VORLIEGENDER TEXT ->
* * * *
Wenn Ermittler das Haus eines Ex-Präsidenten durchsuchen, ist das selbst für amerikanische Verhältnisse ein ungewöhnlicher Vorgang. In den US-Nachrichtensendungen liefen die Bilder der Razzia im Anwesen des ehemaligen Präsidenten Donald Trump in Florida am Dienstag rauf und runter. Hintergrund der Durchsuchungen waren aber offenbar weder die Verwicklungen Trumps in den Sturm auf das US-Kapitol am 6. Januar vergangenen Jahres, noch mögliche Bemühungen, das Ergebnis der Präsidentschaftswahlen 2020 zu kippen. Stattdessen ging es um Regierungsdokumente, die der Ex-Präsident aus dem Weißen Haus in seine Residenz nach Mar-a-Lago mitgenommen haben soll. Am Dienstag versetzte ein Gericht Trump noch einen weiteren Schlag - dabei ging es um seine Steuerunterlagen.
Am Montagabend hatte die Bundespolizei FBI das Anwesen Trumps durchsucht. Der 76-Jährige machte den Vorgang selbst publik: "Mein wunderschönes Zuhause, Mar-A-Lago in Palm Beach, Florida, wird derzeit von einer großen Gruppe von FBI-Agenten belagert, durchsucht und besetzt", schrieb Trump am Montagabend (Ortszeit) auf dem von ihm mitbegründeten Netzwerk "Truth Social". "Diese unangekündigte Razzia in meinem Haus war weder notwendig noch angemessen", schrieb er weiter. Es sei auch sein Safe geöffnet worden. Trump und einige Republikaner sehen in dem Vorfall - erneut - eine politische Kampagne, um dem Ex-Präsidenten zu schaden.
Trumps Sohn Eric bestätigte in einem Interview mit dem konservativen US-Sender Fox News am Montagabend Medienberichte, nach denen der Grund für die Razzia nach Angaben der Ermittler die Suche nach Regierungsdokumenten gewesen sei. Gleichzeitig nutzte er die Plattform zur Verteidigung seines Vaters: "Mein Vater hat so gut mit ihnen zusammengearbeitet die ganzen Monate. Auch sein Anwalt war schockiert, weil es so eine gute Beziehung zu den Leuten gab. Auf einmal, ohne Ankündigung, senden sie 20 Autos und 30 FBI-Agenten. Das ist einfach eine weitere politische Verfolgung von Donald J. Trump."
* * * *
ANHAND DER INFORMATIONEN ->
1. Nenne sämtliche Zahlen, die im Text über die Durchsuchung bei Trump vorkommen.
2. Auf welchem Netzwerk machte Trump laut dem Text über die Durchsuchung bei Trump die Razzia selbst publik?

(Lokalisierungsdaten mit einem Punkt pro Instanz)
* * * *
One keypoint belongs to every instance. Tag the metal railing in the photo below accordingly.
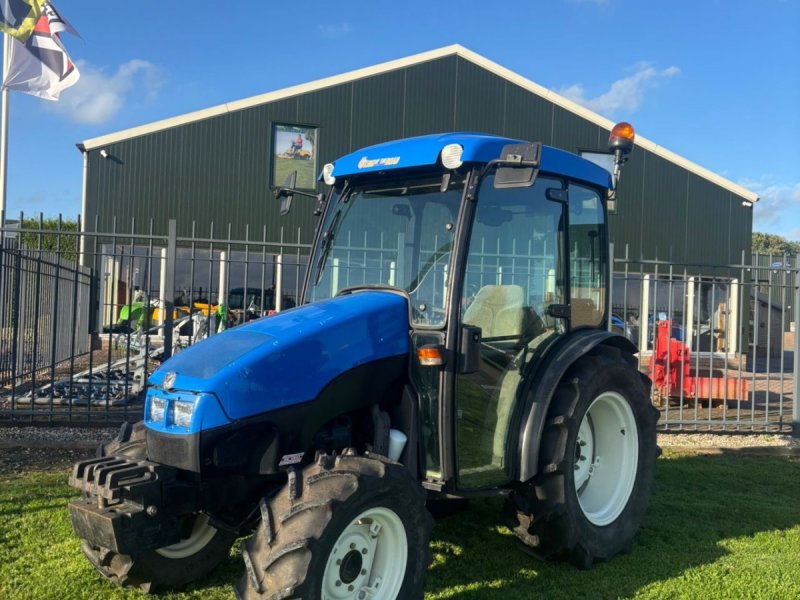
(86, 317)
(718, 341)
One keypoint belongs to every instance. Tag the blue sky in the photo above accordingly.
(716, 81)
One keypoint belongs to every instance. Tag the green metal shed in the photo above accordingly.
(217, 165)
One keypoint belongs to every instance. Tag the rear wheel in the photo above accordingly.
(346, 528)
(596, 463)
(202, 546)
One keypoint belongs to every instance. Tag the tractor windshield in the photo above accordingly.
(395, 232)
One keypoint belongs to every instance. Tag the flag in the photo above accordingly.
(19, 17)
(41, 66)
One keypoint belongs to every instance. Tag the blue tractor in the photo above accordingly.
(452, 341)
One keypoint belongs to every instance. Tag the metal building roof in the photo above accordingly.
(454, 49)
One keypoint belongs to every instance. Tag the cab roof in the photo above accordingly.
(423, 151)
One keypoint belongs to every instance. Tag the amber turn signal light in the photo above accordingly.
(430, 356)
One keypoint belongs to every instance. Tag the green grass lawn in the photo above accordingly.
(718, 527)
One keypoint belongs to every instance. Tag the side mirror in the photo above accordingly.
(521, 166)
(286, 193)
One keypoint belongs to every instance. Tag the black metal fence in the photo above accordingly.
(86, 317)
(718, 341)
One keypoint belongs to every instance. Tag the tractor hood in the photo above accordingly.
(289, 357)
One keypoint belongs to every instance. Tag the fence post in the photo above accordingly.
(796, 369)
(169, 286)
(279, 282)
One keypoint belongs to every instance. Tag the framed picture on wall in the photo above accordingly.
(294, 148)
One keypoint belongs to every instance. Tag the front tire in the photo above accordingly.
(349, 527)
(201, 549)
(596, 464)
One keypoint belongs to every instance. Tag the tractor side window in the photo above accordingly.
(397, 233)
(512, 275)
(587, 256)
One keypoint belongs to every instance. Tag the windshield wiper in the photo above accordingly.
(327, 243)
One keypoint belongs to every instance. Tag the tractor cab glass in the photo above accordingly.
(514, 274)
(397, 232)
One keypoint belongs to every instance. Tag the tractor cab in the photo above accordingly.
(500, 247)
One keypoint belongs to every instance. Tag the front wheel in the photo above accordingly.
(201, 548)
(344, 528)
(596, 463)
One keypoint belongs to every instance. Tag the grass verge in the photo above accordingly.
(719, 527)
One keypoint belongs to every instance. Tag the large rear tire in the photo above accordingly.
(349, 527)
(596, 464)
(201, 549)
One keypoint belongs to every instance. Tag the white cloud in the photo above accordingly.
(335, 31)
(778, 208)
(626, 94)
(98, 96)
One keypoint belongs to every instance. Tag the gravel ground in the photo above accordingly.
(24, 449)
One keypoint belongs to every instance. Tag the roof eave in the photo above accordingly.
(454, 49)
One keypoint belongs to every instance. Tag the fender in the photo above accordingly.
(538, 391)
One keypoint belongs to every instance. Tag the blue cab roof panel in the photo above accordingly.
(478, 148)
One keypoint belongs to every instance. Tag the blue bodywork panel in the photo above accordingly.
(280, 360)
(478, 148)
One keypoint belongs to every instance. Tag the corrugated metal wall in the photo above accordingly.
(218, 170)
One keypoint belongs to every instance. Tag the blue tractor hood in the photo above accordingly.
(288, 358)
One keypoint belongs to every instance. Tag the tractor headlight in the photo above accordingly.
(183, 412)
(157, 408)
(451, 156)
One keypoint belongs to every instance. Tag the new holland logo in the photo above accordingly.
(366, 163)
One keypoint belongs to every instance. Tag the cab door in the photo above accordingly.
(514, 270)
* * * *
ANTWORTEN JE AUFGABE ->
1. 6 (6. Januar), 2020, 76 (76-Jährige), 20 (Autos), 30 (FBI-Agenten)

2. Auf dem von ihm mitbegründeten Netzwerk "Truth Social".